## Work to complete
Give the number of lines in the items below that contain the string "window", with case counting, and nothing else.

## Supplied data
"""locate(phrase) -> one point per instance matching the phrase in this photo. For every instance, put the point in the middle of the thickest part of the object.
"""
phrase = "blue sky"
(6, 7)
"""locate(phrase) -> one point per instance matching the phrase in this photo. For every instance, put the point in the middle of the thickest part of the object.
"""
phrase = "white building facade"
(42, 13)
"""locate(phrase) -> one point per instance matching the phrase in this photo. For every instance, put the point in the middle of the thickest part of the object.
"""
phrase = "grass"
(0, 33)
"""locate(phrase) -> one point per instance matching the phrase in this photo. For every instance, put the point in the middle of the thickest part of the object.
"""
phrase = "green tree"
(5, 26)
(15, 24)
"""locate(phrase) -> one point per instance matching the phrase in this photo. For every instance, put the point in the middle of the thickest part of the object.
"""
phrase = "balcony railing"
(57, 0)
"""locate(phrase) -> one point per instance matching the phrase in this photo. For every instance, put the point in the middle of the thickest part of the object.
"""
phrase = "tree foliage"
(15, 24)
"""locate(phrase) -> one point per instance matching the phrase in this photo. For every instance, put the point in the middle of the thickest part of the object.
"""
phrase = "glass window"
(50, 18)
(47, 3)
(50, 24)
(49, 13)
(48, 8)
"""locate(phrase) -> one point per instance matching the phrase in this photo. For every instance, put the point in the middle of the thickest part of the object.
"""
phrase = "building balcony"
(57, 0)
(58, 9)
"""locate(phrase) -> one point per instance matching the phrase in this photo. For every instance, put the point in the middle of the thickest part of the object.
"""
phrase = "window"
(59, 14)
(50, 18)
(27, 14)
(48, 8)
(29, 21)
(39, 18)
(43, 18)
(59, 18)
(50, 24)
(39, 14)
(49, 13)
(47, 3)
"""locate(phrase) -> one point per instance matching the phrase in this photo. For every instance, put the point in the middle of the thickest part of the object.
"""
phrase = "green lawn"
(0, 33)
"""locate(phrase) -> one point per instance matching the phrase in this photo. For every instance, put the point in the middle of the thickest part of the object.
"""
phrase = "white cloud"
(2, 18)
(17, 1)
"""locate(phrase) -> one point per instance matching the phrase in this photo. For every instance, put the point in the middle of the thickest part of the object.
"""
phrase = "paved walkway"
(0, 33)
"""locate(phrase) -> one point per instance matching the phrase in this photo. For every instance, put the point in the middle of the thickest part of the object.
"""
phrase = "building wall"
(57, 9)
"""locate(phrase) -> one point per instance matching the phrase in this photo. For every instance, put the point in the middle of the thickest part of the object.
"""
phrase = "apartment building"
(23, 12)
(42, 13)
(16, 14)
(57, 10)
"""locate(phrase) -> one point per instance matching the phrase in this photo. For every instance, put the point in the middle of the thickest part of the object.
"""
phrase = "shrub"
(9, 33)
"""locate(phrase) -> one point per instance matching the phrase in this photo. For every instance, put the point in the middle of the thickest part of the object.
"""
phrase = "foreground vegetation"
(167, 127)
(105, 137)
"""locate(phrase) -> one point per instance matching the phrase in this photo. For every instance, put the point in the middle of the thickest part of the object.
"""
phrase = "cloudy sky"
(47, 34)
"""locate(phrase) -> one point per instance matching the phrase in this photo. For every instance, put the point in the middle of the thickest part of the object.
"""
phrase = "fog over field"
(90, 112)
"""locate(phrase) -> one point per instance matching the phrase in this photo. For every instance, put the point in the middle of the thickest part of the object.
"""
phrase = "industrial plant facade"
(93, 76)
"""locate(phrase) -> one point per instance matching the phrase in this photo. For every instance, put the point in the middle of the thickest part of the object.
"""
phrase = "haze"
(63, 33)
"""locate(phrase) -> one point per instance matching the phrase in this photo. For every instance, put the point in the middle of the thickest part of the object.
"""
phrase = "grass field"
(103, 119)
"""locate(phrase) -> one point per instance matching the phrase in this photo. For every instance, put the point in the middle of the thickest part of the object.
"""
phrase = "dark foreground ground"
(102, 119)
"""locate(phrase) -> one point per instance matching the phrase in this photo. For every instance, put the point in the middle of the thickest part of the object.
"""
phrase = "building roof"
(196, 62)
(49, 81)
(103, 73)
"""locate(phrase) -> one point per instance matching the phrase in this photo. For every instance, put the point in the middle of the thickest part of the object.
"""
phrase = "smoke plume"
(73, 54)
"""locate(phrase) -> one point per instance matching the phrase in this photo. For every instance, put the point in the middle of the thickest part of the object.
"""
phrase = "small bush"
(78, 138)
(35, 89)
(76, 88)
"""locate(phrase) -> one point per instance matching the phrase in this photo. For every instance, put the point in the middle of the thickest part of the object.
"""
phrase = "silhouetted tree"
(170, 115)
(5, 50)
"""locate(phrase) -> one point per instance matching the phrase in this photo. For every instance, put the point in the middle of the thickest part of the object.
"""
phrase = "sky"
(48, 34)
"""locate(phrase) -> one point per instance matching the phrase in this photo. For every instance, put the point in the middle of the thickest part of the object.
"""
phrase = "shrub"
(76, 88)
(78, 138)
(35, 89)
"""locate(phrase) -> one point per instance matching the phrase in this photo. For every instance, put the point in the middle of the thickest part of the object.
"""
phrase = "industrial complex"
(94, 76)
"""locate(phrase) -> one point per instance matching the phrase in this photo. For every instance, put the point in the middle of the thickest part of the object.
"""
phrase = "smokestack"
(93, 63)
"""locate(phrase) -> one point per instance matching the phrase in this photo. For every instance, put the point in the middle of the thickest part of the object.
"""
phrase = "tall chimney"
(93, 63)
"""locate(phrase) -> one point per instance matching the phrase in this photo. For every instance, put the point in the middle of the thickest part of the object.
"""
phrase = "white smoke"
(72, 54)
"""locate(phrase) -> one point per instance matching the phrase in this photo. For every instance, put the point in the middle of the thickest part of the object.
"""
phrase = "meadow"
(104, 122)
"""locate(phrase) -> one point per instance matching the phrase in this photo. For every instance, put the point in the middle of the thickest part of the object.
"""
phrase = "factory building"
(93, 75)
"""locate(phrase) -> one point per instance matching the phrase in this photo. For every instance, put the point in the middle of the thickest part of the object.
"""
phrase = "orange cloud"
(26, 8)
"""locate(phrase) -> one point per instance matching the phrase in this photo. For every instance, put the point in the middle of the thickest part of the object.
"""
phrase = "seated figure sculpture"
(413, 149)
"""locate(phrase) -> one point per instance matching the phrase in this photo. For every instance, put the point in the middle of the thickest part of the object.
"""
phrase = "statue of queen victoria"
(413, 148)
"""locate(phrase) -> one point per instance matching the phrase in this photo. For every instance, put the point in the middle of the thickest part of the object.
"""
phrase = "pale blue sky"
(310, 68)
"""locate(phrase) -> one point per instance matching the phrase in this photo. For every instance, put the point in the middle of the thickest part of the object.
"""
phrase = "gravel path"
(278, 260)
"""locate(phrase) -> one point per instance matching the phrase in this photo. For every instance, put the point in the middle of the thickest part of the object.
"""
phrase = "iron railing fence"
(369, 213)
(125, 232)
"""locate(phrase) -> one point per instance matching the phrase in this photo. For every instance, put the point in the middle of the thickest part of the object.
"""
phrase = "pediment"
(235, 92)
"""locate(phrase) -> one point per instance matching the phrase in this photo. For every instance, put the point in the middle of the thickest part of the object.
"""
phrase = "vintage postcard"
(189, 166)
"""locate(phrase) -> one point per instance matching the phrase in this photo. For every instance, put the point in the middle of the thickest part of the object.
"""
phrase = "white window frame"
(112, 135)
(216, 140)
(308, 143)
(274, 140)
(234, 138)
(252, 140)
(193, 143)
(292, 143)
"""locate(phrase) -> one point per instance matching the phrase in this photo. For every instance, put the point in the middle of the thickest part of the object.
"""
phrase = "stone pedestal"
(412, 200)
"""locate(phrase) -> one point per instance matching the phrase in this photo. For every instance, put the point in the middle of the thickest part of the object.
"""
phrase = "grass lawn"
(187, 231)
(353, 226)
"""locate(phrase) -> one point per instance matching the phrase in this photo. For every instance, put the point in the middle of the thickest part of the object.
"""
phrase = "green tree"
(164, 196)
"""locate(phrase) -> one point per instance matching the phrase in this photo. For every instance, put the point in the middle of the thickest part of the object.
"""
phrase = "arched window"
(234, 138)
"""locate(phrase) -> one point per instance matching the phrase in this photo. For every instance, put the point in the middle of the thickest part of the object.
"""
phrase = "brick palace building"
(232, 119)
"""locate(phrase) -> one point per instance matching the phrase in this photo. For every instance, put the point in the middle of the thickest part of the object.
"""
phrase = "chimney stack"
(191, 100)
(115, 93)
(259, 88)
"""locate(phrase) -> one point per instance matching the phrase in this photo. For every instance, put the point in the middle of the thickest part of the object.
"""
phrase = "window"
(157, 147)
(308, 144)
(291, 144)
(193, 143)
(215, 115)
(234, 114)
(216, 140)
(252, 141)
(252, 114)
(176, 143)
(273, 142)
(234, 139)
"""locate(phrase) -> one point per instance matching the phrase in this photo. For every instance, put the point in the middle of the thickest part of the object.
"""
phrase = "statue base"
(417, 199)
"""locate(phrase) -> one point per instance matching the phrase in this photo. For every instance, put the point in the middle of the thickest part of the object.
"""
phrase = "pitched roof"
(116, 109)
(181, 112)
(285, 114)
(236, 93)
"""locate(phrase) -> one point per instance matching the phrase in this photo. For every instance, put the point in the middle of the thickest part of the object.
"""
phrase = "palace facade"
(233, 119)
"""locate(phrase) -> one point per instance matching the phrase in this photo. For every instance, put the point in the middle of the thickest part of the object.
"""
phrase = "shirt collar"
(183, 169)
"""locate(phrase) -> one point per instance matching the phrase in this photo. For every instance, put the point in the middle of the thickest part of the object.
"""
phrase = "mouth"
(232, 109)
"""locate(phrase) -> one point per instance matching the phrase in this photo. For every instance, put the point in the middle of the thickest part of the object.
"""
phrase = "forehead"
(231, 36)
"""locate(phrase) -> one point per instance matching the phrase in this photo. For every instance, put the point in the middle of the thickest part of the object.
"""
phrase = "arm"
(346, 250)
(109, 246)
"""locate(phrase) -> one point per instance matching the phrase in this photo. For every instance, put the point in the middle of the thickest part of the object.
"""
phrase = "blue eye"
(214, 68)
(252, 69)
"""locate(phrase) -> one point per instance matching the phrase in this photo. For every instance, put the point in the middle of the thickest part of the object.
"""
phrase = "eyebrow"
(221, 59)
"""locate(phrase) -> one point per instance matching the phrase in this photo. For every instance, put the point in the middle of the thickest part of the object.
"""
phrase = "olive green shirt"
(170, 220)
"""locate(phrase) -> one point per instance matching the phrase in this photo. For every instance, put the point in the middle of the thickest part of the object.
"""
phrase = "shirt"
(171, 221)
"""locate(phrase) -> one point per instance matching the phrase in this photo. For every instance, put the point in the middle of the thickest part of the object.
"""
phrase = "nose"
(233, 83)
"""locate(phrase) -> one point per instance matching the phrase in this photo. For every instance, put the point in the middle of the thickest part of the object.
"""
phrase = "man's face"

## Problem solution
5